[[ PROVIDED RECORDS open ]]

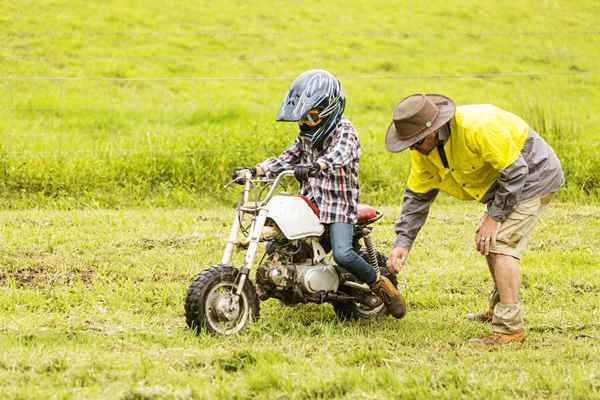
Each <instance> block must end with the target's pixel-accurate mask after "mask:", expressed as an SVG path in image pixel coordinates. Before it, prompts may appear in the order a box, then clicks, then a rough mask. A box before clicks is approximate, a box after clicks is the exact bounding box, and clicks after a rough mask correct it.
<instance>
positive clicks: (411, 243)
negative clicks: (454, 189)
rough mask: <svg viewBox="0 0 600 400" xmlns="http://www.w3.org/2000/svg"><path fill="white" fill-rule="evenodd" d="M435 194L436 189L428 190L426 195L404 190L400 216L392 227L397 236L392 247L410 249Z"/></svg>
mask: <svg viewBox="0 0 600 400" xmlns="http://www.w3.org/2000/svg"><path fill="white" fill-rule="evenodd" d="M437 194H438V190H437V189H433V190H430V191H429V192H427V193H417V192H413V191H412V190H410V189H408V188H406V189H404V202H403V203H402V214H401V215H400V218H398V220H397V221H396V225H395V226H394V230H395V231H396V235H397V236H396V240H395V241H394V247H403V248H405V249H410V248H411V247H412V244H413V242H414V241H415V239H416V238H417V234H418V233H419V231H420V230H421V227H423V225H424V224H425V221H426V220H427V215H428V214H429V207H430V206H431V203H432V202H433V200H434V199H435V197H436V196H437Z"/></svg>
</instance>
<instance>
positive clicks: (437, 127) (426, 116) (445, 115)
mask: <svg viewBox="0 0 600 400" xmlns="http://www.w3.org/2000/svg"><path fill="white" fill-rule="evenodd" d="M455 112H456V105H455V104H454V102H453V101H452V100H451V99H450V98H448V97H446V96H442V95H441V94H413V95H410V96H408V97H406V98H404V99H402V100H401V101H400V103H398V105H397V106H396V108H395V109H394V114H393V120H392V123H391V124H390V126H389V128H388V130H387V133H386V135H385V147H386V148H387V149H388V151H391V152H392V153H397V152H400V151H402V150H406V149H408V148H409V147H411V146H412V145H414V144H415V143H417V142H418V141H419V140H421V139H424V138H425V137H427V136H429V135H430V134H431V133H432V132H434V131H436V130H438V129H439V128H440V127H442V126H443V125H444V124H445V123H447V122H448V121H450V119H452V117H453V116H454V113H455Z"/></svg>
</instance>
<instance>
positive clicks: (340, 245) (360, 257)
mask: <svg viewBox="0 0 600 400" xmlns="http://www.w3.org/2000/svg"><path fill="white" fill-rule="evenodd" d="M329 232H330V237H331V250H332V251H333V259H334V260H335V262H336V263H337V264H338V265H340V266H341V267H344V268H345V269H346V270H348V271H349V272H351V273H352V274H354V276H356V277H357V278H358V279H360V280H361V281H363V282H365V283H367V284H371V283H373V282H375V280H376V279H377V274H376V273H375V269H373V267H372V266H371V264H369V263H368V262H366V261H365V260H364V259H363V258H362V257H361V256H359V255H358V254H356V251H354V249H353V248H352V236H353V227H352V225H351V224H347V223H341V222H336V223H333V224H331V225H329Z"/></svg>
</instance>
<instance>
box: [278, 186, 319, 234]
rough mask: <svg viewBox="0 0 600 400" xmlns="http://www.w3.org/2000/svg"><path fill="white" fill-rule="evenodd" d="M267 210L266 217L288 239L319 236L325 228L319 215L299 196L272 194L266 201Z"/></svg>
mask: <svg viewBox="0 0 600 400" xmlns="http://www.w3.org/2000/svg"><path fill="white" fill-rule="evenodd" d="M267 210H268V214H267V218H270V219H272V220H273V221H274V222H275V223H276V224H277V226H278V227H279V230H281V232H282V233H283V234H284V235H285V237H286V238H287V239H289V240H294V239H300V238H304V237H308V236H321V235H322V234H323V231H324V230H325V227H324V226H323V224H321V222H319V217H317V216H316V215H315V213H314V212H313V210H311V209H310V207H309V206H308V205H307V204H306V202H305V201H304V200H303V199H302V198H300V197H299V196H289V195H287V196H286V195H283V194H280V195H277V196H273V198H272V199H271V200H269V202H268V203H267Z"/></svg>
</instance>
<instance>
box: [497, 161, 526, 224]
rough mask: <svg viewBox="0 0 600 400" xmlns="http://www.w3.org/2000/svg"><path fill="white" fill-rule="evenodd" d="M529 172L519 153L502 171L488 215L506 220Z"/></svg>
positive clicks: (497, 179) (513, 205) (516, 199)
mask: <svg viewBox="0 0 600 400" xmlns="http://www.w3.org/2000/svg"><path fill="white" fill-rule="evenodd" d="M528 173H529V167H528V166H527V162H526V161H525V159H524V158H523V155H522V154H519V157H517V159H516V160H515V161H514V162H513V163H512V164H511V165H509V166H508V167H506V168H504V169H503V170H502V171H500V176H499V177H498V179H497V181H496V192H495V193H494V199H493V201H492V203H491V204H490V205H489V207H488V210H487V213H488V215H489V216H490V217H492V218H493V219H494V220H495V221H497V222H502V221H504V220H505V219H506V217H508V215H509V214H510V213H511V212H512V210H513V209H514V208H515V206H516V205H517V202H518V201H519V196H520V195H521V192H522V190H523V185H525V181H526V180H527V175H528Z"/></svg>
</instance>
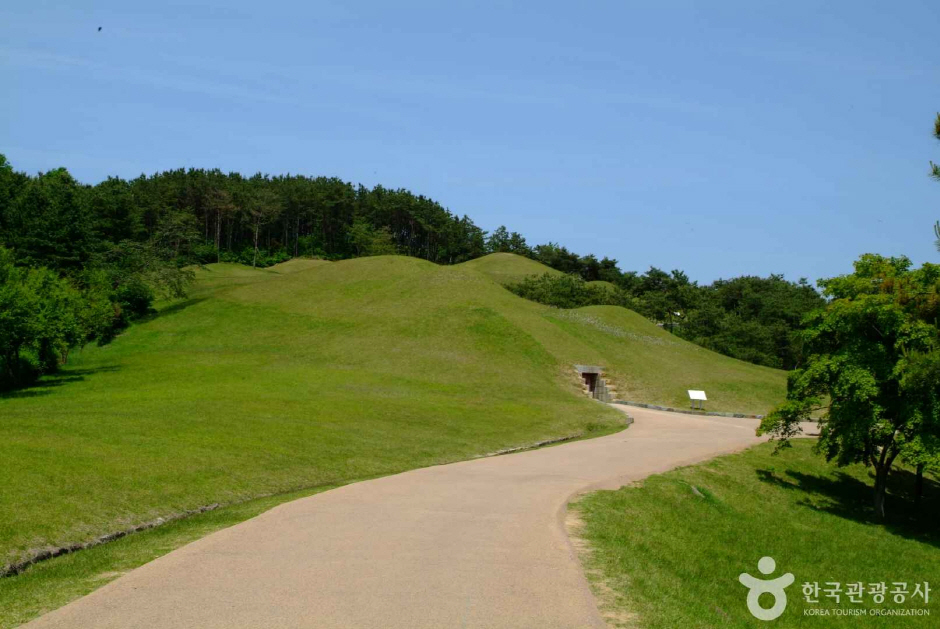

[[ PROVIDED RECORDS closed ]]

→ **PROBLEM TO SOLVE**: Retype all entries exactly, without the images.

→ **SOLUTION TO THIS PROBLEM**:
Each <instance> block must end with the target's pixel-accurate mask after "mask:", expressed as an SVG path in image pixel coordinates. Before it, prompts may appear in the order a box, then clicks, then a rough mask. A box before clicks is approximate, a box after clicks is the exact bounding box, and clicks after a rough mask correct it.
<instance>
positive clicks: (411, 243)
negative clicks: (454, 189)
rough mask: <svg viewBox="0 0 600 400" xmlns="http://www.w3.org/2000/svg"><path fill="white" fill-rule="evenodd" d="M435 194L436 189L428 190L426 195L404 190L400 216L392 227L397 236L392 247L410 249Z"/></svg>
mask: <svg viewBox="0 0 600 400" xmlns="http://www.w3.org/2000/svg"><path fill="white" fill-rule="evenodd" d="M437 194H438V190H437V189H433V190H430V191H429V192H427V193H417V192H413V191H412V190H410V189H408V188H406V189H404V202H403V203H402V214H401V215H400V218H398V220H397V221H396V225H395V226H394V230H395V231H396V235H397V236H396V240H395V241H394V247H403V248H405V249H410V248H411V247H412V244H413V242H414V241H415V239H416V238H417V234H418V233H419V231H420V230H421V227H423V225H424V224H425V221H426V220H427V215H428V214H429V207H430V206H431V203H432V202H433V200H434V199H435V197H436V196H437Z"/></svg>
</instance>
<instance>
positive clicks: (437, 127) (426, 116) (445, 115)
mask: <svg viewBox="0 0 600 400" xmlns="http://www.w3.org/2000/svg"><path fill="white" fill-rule="evenodd" d="M455 112H456V105H455V104H454V102H453V101H452V100H451V99H450V98H448V97H446V96H442V95H441V94H413V95H410V96H408V97H406V98H404V99H402V100H401V101H400V103H398V105H397V106H396V108H395V109H394V114H393V120H392V123H391V124H390V126H389V128H388V130H387V133H386V135H385V147H386V148H387V149H388V151H391V152H392V153H397V152H400V151H402V150H406V149H408V148H409V147H411V146H412V145H414V144H415V143H417V142H418V141H419V140H421V139H424V138H425V137H427V136H429V135H430V134H431V133H432V132H434V131H436V130H438V129H439V128H440V127H442V126H443V125H444V124H445V123H447V122H448V121H450V119H452V117H453V116H454V113H455Z"/></svg>
</instance>
<instance>
positive clicks: (340, 245) (360, 257)
mask: <svg viewBox="0 0 600 400" xmlns="http://www.w3.org/2000/svg"><path fill="white" fill-rule="evenodd" d="M329 232H330V237H331V250H332V251H333V259H334V260H335V262H336V263H337V264H338V265H340V266H341V267H344V268H345V269H346V270H348V271H349V272H351V273H352V274H354V276H356V277H357V278H358V279H360V280H361V281H363V282H365V283H367V284H371V283H373V282H375V280H376V279H377V274H376V273H375V269H373V267H372V266H371V264H369V263H368V262H366V261H365V260H364V259H363V258H362V257H361V256H359V255H358V254H356V251H354V249H353V248H352V236H353V227H352V225H351V224H347V223H341V222H336V223H333V224H331V225H329Z"/></svg>
</instance>
<instance>
box: [278, 186, 319, 234]
rough mask: <svg viewBox="0 0 600 400" xmlns="http://www.w3.org/2000/svg"><path fill="white" fill-rule="evenodd" d="M267 210L266 217L288 239L319 236L325 228L319 215L299 196L272 194L266 201Z"/></svg>
mask: <svg viewBox="0 0 600 400" xmlns="http://www.w3.org/2000/svg"><path fill="white" fill-rule="evenodd" d="M267 210H268V214H267V218H270V219H272V220H273V221H274V222H275V223H276V224H277V226H278V227H279V230H281V232H282V233H283V234H284V235H285V237H286V238H287V239H289V240H294V239H300V238H304V237H308V236H321V235H322V234H323V231H324V230H325V227H324V226H323V224H321V222H319V217H317V216H316V215H315V213H314V212H313V210H311V209H310V207H309V206H308V205H307V204H306V202H305V201H304V200H303V199H302V198H300V197H299V196H289V195H287V196H286V195H283V194H280V195H277V196H273V198H272V199H271V200H269V202H268V203H267Z"/></svg>
</instance>
<instance>
box: [497, 161, 526, 224]
rough mask: <svg viewBox="0 0 600 400" xmlns="http://www.w3.org/2000/svg"><path fill="white" fill-rule="evenodd" d="M529 172L519 153L502 171L488 215L506 220Z"/></svg>
positive clicks: (497, 179) (513, 205) (516, 199)
mask: <svg viewBox="0 0 600 400" xmlns="http://www.w3.org/2000/svg"><path fill="white" fill-rule="evenodd" d="M528 173H529V167H528V166H527V162H526V161H525V159H524V158H523V155H522V154H519V157H517V159H516V160H515V161H514V162H513V163H512V164H511V165H509V166H508V167H506V168H504V169H503V170H502V171H500V176H499V177H498V179H497V181H496V192H495V193H494V199H493V201H492V203H491V204H490V205H489V207H488V210H487V213H488V215H489V216H490V217H492V218H493V219H494V220H495V221H497V222H502V221H504V220H505V219H506V217H508V215H509V214H510V213H511V212H512V210H513V209H514V208H515V206H516V205H517V202H518V201H519V196H520V195H521V192H522V190H523V185H525V181H526V180H527V175H528Z"/></svg>
</instance>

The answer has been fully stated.